What the task asks -> Transcribe exactly the first line of the listing below and each line that follows it, ending with the line that contains "Target: front side window", and omit the remainder.

Excerpted records ->

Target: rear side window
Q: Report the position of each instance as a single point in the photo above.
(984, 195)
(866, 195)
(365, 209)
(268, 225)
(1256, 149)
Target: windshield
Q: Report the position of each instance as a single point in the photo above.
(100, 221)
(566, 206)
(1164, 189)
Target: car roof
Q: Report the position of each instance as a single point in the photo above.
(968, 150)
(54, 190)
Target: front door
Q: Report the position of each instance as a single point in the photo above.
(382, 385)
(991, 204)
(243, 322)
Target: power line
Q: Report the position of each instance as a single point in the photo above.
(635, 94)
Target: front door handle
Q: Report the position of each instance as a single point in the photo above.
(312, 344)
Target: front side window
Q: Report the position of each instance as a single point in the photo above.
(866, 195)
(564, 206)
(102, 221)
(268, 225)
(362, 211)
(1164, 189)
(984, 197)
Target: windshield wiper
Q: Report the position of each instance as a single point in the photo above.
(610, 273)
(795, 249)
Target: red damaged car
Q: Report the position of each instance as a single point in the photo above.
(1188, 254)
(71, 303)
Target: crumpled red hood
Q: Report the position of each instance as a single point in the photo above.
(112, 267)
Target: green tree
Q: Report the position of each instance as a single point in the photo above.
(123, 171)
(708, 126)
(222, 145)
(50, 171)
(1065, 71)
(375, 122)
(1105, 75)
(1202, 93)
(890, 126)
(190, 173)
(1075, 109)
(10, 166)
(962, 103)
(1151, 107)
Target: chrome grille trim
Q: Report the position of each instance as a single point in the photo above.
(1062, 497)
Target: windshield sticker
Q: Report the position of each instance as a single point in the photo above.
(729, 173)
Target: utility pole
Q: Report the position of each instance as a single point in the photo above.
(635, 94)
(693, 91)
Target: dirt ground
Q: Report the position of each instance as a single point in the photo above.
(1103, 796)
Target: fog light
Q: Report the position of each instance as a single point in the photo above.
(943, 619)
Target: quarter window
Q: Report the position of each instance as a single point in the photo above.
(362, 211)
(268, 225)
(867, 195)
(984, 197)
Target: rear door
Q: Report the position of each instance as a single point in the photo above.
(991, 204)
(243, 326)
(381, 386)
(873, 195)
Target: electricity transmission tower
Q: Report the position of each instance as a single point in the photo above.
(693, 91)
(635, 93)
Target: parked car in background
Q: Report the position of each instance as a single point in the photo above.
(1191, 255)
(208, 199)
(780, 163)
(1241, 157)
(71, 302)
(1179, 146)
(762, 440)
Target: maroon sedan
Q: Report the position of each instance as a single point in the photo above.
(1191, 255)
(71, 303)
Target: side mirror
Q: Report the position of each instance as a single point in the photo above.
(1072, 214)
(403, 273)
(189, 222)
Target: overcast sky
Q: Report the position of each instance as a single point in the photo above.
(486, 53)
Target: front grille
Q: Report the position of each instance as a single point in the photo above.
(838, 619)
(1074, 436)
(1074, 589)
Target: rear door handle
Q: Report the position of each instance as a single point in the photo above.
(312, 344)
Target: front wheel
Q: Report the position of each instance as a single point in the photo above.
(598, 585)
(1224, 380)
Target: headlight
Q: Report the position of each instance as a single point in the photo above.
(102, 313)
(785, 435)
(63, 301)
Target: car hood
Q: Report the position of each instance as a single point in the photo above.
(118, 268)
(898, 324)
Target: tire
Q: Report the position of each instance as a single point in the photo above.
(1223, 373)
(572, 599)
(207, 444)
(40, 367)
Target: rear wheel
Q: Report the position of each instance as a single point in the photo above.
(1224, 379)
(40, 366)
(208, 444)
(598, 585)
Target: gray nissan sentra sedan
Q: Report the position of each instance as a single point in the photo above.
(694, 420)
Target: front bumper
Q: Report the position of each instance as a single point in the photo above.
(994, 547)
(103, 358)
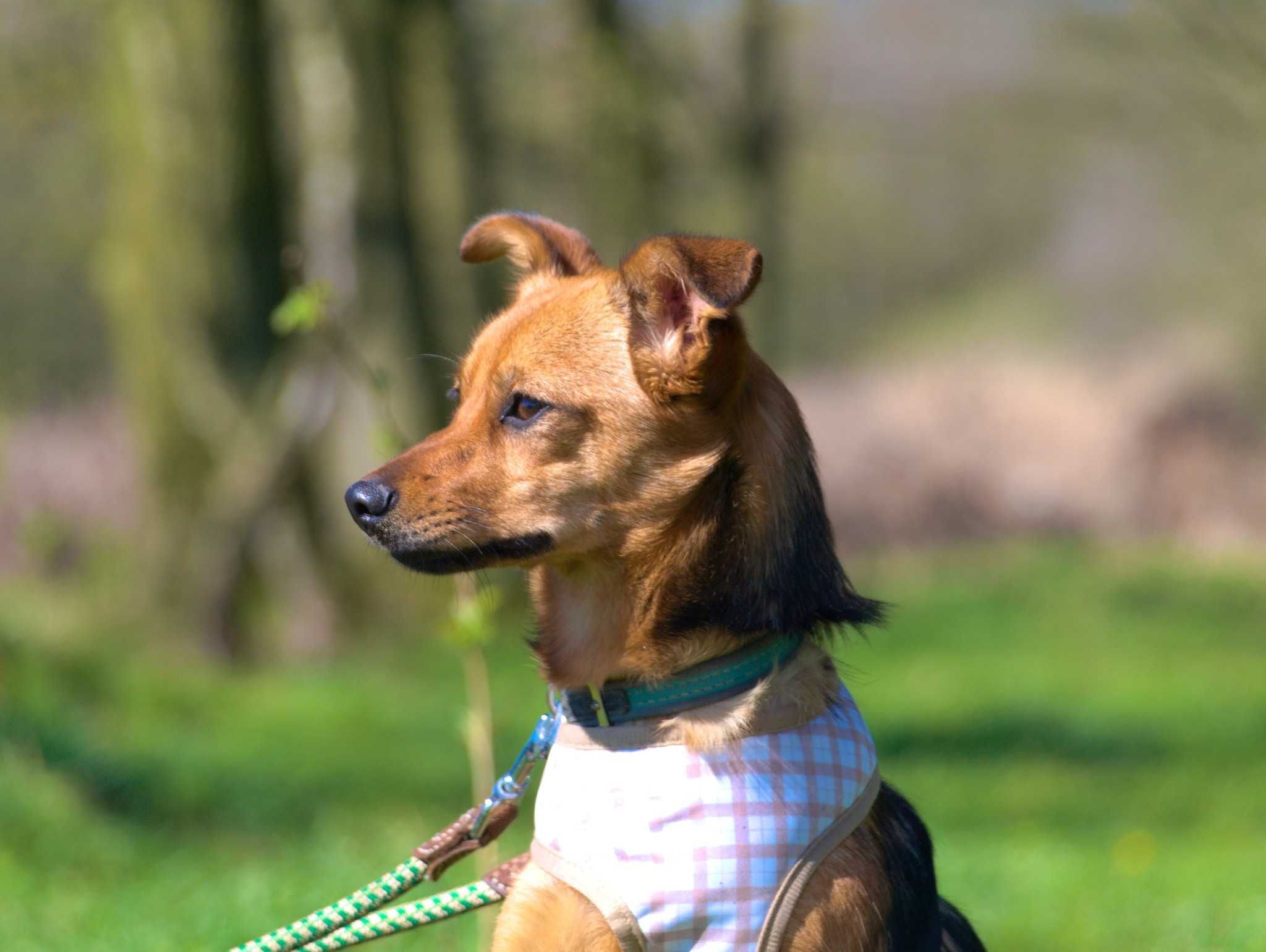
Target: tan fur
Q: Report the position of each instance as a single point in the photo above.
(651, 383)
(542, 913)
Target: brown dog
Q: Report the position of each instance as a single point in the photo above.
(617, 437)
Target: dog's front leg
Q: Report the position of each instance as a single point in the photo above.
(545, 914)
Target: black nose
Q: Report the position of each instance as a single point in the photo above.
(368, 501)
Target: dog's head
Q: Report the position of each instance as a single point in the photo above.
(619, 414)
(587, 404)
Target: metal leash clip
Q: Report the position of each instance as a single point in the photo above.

Your response ->
Target: rear side window
Q: Report the position of each instance as a single point in the photo above.
(984, 195)
(866, 195)
(365, 209)
(268, 225)
(1256, 149)
Target: windshield
Q: Report the position of each instance as a single point in the photo above.
(100, 221)
(566, 206)
(1164, 189)
Target: car roof
Q: Report the position of each instance as a single point in the photo above.
(968, 150)
(54, 190)
Target: front door
Q: Report the position of each instance as a single point in the photo above.
(382, 385)
(991, 204)
(243, 322)
Target: power line
Q: Report the position of each instance as a single point in the photo above.
(635, 94)
Target: front door handle
Q: Report the position of each instance as a single point in the photo above.
(312, 344)
Target: front side window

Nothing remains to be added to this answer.